Please reproduce, exactly and with nothing added, the line containing "# point out" and every line after it to the end of the records.

Dataset items:
Content starts

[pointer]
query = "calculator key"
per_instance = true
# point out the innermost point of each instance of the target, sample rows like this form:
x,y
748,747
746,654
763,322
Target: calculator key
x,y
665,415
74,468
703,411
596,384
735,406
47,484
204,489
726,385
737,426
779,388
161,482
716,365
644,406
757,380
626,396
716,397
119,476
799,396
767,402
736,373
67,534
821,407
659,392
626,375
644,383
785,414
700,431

Content ends

FINAL ANSWER:
# point out the innermost point of each instance of the target, sample rows like this form:
x,y
748,747
746,654
763,322
Target: calculator key
x,y
665,415
74,468
703,411
596,384
735,406
47,484
204,489
726,385
737,426
779,388
161,482
716,365
644,406
757,380
626,396
716,397
119,476
799,396
767,402
736,373
67,534
821,407
659,392
626,375
644,383
785,414
700,431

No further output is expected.